◆ Text under study ◆
Certified Organic EL

275-310 cents per dozen

   Unchanged

Central States Breaking Stock

  26-27  cents per dozen

   25-35  Down 30%

Checks

  12-14  cents per dozen

   Unchanged

 

 

The January 23rd National 5-day rolling average FOB producer prices, for white shelled eggs, with prices in rounded cents per dozen for the past week were:-

                                   EL. $0.62 (est.):  L. $0.59: M. $0.46

The following advertised retail prices for the week ending January 20th, (compared with the previous week in parentheses) were posted by the AMS for dozen packs:

  • USDA Certified Organic, Brown, Large:            $4.02  ($3.85)
  • Cage-Free Brown, Large:                                    $3.49  ($3.00)
  • Omega-3 Enriched Specialty, White, Large:       $2.19  ($2.16)
  • Generic White, Large  Grade AA                        $1.28  ($1.16)
  • Generic White, Large  Grade A (Feature price)      $1.12  ($1.05)                                 

 Retail prices for generic white Large AA were 12 cents per dozen higher this past week, according to the USDA-AMS. In past months retailers have maintained disproportionately high prices at the shelf, taking advantage of low wholesale cost to boost margins. By this strategy, retailers have effectively depressed consumption thereby holding the industry to record-low price levels for generic eggs. 

(See the text, tables and figures in the review of production and prices comprising the report on USDA December 2016 data posted in the January 13th Edition of EGG-CITE now listed under the STATISTICS tab. The financial results posted by Cal-Maine Foods for the completed 2nd Quarter of Fiscal 2017 posted in the December 21st Edition can be retrieved through the SEARCH feature entering “Cal-Maine”

The USDA-AMS Shell Egg Demand Indicator for January 25th 2017 increased numerically by +0.1 points from +8.4 in the last report to +8.5 with a 1.0 percent higher inventory calculated by the USDA-ERS as follows:-  

 

Productive flock

308,589,361 million hens

Average hen week production

80.5%

Average egg production

248,414,435 million per day

Proportion to shell egg market

69.0% (was 68.1%)

Total for in-shell consumption

476,128 cases per day

USDA Inventory

1,268,700 cases

26-week rolling average inventory

4.74 days

Actual inventory  on hand

                4.37 days (was 4.41 days)

Shell Egg Demand Indicator

+8.5 points (was +8.4 in the last report)

 

 

 

Prices for dried egg products (most frequent price with a range in $ per pound) posted January 20th were:-

Whole Egg

$1.55-$1.65

   Unchanged

Yolk

$2.00-$2.10

   Up $0.05 on both ends of the range

Spray-Dried White

$2.10-$2.20

   Down $0.05 on the high end of the range

Blends

$1.70-$1.75

   Unchanged

 

 

The problem of a high inventory of dried egg is apparent from the 179 percent increase to 29.43 million lbs. on December 31st 2016 compared to December 31st 2015.  During the period December 4th through December 31st 2016, dried egg processed under USDA inspection amounted to 10.1 million lbs. (down from 13.8 million lbs. in November), corresponding to approximately a three-month inventory level.

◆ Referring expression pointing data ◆

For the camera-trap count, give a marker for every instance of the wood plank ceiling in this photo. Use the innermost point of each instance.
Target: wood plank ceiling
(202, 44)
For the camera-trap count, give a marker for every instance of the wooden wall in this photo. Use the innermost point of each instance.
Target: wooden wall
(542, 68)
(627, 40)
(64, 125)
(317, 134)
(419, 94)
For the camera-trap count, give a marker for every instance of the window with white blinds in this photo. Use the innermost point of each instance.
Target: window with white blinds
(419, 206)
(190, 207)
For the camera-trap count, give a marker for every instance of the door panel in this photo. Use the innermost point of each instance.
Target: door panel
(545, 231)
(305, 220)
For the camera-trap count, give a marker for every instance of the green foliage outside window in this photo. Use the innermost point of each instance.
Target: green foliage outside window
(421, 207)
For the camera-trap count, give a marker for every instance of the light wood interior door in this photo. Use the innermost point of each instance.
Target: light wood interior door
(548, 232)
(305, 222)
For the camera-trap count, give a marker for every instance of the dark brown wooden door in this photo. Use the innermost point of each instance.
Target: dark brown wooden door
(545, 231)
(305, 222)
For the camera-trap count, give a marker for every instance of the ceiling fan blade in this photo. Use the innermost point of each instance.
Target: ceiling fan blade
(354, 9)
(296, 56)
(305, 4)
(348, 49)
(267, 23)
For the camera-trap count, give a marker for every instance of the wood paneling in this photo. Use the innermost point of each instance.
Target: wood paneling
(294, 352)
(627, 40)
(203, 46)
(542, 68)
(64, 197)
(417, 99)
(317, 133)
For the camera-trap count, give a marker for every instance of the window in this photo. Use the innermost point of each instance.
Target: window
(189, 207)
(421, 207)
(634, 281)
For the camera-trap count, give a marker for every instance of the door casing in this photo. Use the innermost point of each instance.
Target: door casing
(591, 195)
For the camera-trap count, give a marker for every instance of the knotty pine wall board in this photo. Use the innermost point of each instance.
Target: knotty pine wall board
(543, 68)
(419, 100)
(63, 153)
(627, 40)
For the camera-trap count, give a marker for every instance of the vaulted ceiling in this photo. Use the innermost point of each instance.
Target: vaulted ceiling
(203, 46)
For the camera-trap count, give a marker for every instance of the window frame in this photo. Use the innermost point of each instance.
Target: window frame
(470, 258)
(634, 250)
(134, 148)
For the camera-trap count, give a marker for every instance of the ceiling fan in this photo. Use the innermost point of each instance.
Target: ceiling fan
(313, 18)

◆ What to work on ◆
Summarize the egg market report in three sentences.

◆ Solution to this problem ◆
Retail prices for generic white Large AA eggs rose 12 cents per dozen, but retailers have kept shelf prices disproportionately high to boost margins, depressing consumption and holding generic egg prices at record lows. The USDA-AMS Shell Egg Demand Indicator for January 25th, 2017 rose from +8.4 to +8.5 points, with a 1.0 percent higher inventory. Dried egg inventory stood at 29.43 million lbs. on December 31st, 2016, a 179 percent increase over a year earlier and roughly a three-month supply.